'''
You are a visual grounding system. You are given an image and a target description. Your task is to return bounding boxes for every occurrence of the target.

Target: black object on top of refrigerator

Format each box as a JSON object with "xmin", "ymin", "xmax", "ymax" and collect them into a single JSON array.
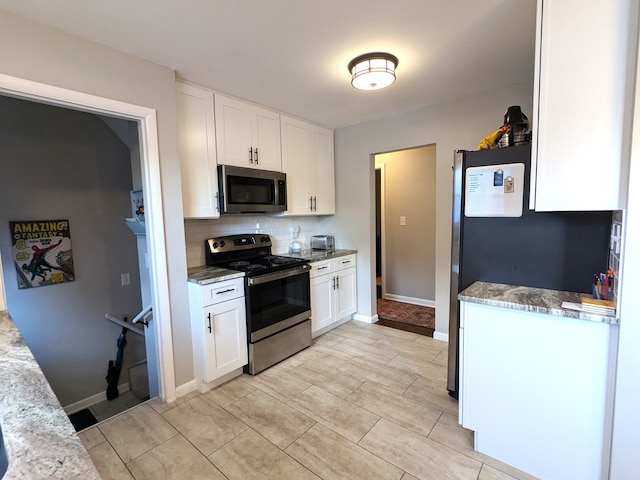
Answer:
[{"xmin": 447, "ymin": 144, "xmax": 611, "ymax": 398}]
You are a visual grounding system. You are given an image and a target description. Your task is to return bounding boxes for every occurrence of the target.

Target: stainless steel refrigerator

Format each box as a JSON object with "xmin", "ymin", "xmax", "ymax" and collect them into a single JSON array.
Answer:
[{"xmin": 447, "ymin": 144, "xmax": 612, "ymax": 397}]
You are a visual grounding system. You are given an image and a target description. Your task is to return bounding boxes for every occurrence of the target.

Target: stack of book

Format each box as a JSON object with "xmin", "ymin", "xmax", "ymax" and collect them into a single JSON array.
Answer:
[{"xmin": 581, "ymin": 297, "xmax": 616, "ymax": 316}]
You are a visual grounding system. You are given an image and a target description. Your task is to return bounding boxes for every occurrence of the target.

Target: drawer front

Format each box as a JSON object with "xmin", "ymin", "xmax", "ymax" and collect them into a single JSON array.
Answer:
[
  {"xmin": 309, "ymin": 259, "xmax": 334, "ymax": 278},
  {"xmin": 335, "ymin": 254, "xmax": 356, "ymax": 271},
  {"xmin": 201, "ymin": 277, "xmax": 244, "ymax": 306}
]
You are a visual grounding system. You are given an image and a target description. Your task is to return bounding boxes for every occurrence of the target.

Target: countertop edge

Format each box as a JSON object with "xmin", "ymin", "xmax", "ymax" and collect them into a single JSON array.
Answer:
[
  {"xmin": 458, "ymin": 282, "xmax": 619, "ymax": 325},
  {"xmin": 0, "ymin": 311, "xmax": 101, "ymax": 479},
  {"xmin": 187, "ymin": 250, "xmax": 357, "ymax": 284}
]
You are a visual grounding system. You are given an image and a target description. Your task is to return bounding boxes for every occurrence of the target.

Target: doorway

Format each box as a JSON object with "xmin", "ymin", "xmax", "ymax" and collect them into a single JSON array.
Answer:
[
  {"xmin": 0, "ymin": 73, "xmax": 176, "ymax": 410},
  {"xmin": 374, "ymin": 145, "xmax": 437, "ymax": 336}
]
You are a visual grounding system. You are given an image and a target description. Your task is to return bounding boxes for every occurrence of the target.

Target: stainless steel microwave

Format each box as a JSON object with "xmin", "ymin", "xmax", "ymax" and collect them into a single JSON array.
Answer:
[{"xmin": 218, "ymin": 165, "xmax": 287, "ymax": 214}]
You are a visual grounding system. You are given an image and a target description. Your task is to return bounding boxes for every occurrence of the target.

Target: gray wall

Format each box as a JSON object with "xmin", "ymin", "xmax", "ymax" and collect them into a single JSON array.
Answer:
[
  {"xmin": 376, "ymin": 145, "xmax": 436, "ymax": 303},
  {"xmin": 329, "ymin": 82, "xmax": 534, "ymax": 336},
  {"xmin": 0, "ymin": 10, "xmax": 194, "ymax": 389},
  {"xmin": 0, "ymin": 96, "xmax": 145, "ymax": 406}
]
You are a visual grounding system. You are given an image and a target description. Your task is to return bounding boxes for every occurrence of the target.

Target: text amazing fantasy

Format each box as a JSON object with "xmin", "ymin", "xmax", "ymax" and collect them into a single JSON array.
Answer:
[{"xmin": 10, "ymin": 220, "xmax": 75, "ymax": 289}]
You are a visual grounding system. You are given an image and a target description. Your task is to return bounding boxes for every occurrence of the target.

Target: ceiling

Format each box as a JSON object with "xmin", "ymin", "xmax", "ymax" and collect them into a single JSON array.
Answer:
[{"xmin": 0, "ymin": 0, "xmax": 537, "ymax": 129}]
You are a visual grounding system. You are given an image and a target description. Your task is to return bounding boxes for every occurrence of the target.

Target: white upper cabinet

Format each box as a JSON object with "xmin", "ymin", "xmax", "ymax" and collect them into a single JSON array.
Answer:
[
  {"xmin": 281, "ymin": 115, "xmax": 335, "ymax": 215},
  {"xmin": 530, "ymin": 0, "xmax": 633, "ymax": 211},
  {"xmin": 214, "ymin": 94, "xmax": 282, "ymax": 171},
  {"xmin": 176, "ymin": 81, "xmax": 220, "ymax": 218}
]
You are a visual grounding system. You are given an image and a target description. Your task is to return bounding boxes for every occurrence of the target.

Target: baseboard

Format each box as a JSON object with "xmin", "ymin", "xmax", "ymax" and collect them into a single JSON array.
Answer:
[
  {"xmin": 175, "ymin": 379, "xmax": 197, "ymax": 398},
  {"xmin": 383, "ymin": 293, "xmax": 436, "ymax": 308},
  {"xmin": 63, "ymin": 382, "xmax": 130, "ymax": 415},
  {"xmin": 352, "ymin": 313, "xmax": 377, "ymax": 324},
  {"xmin": 433, "ymin": 331, "xmax": 449, "ymax": 342}
]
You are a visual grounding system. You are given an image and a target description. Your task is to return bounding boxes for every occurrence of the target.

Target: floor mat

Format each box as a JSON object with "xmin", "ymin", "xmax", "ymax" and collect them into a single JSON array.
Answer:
[
  {"xmin": 376, "ymin": 298, "xmax": 435, "ymax": 336},
  {"xmin": 68, "ymin": 408, "xmax": 98, "ymax": 432}
]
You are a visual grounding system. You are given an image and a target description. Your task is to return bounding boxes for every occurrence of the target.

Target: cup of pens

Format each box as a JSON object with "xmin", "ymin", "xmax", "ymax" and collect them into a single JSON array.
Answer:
[{"xmin": 593, "ymin": 272, "xmax": 613, "ymax": 300}]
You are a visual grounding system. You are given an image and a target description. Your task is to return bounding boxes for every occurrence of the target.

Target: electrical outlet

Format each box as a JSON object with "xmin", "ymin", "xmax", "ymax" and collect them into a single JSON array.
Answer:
[
  {"xmin": 121, "ymin": 273, "xmax": 131, "ymax": 286},
  {"xmin": 400, "ymin": 216, "xmax": 406, "ymax": 226}
]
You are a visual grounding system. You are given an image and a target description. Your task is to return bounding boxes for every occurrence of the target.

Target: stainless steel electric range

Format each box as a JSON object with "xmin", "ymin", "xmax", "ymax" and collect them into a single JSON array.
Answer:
[{"xmin": 205, "ymin": 234, "xmax": 311, "ymax": 374}]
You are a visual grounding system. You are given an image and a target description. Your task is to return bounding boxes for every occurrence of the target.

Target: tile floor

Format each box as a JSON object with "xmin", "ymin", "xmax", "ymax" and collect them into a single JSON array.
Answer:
[{"xmin": 79, "ymin": 320, "xmax": 537, "ymax": 480}]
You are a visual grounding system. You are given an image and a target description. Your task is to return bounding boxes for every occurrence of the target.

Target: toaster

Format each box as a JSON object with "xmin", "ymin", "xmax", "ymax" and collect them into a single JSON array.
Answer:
[{"xmin": 311, "ymin": 235, "xmax": 335, "ymax": 250}]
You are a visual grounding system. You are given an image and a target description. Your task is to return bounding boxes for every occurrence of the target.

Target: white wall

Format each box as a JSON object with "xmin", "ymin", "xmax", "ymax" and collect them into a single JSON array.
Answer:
[
  {"xmin": 329, "ymin": 82, "xmax": 534, "ymax": 335},
  {"xmin": 375, "ymin": 146, "xmax": 437, "ymax": 304},
  {"xmin": 0, "ymin": 10, "xmax": 194, "ymax": 388}
]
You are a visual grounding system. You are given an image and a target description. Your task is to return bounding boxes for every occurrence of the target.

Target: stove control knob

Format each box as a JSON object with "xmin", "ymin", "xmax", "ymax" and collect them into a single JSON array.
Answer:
[
  {"xmin": 211, "ymin": 242, "xmax": 218, "ymax": 249},
  {"xmin": 261, "ymin": 236, "xmax": 269, "ymax": 243},
  {"xmin": 219, "ymin": 240, "xmax": 226, "ymax": 248}
]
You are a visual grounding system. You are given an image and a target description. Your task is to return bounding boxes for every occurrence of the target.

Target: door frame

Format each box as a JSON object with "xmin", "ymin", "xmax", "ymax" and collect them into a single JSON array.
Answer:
[
  {"xmin": 375, "ymin": 162, "xmax": 387, "ymax": 299},
  {"xmin": 0, "ymin": 73, "xmax": 176, "ymax": 402}
]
'''
• What is expected:
Copy, without any change, the lines above from the one containing "Target: door frame" to the end, both ends included. Add nothing else.

• Completed exercise:
Target: door frame

Format each box as a JSON object with "xmin", "ymin", "xmax", "ymax" and collect them into a single JSON array.
Answer:
[
  {"xmin": 375, "ymin": 162, "xmax": 387, "ymax": 299},
  {"xmin": 0, "ymin": 73, "xmax": 176, "ymax": 402}
]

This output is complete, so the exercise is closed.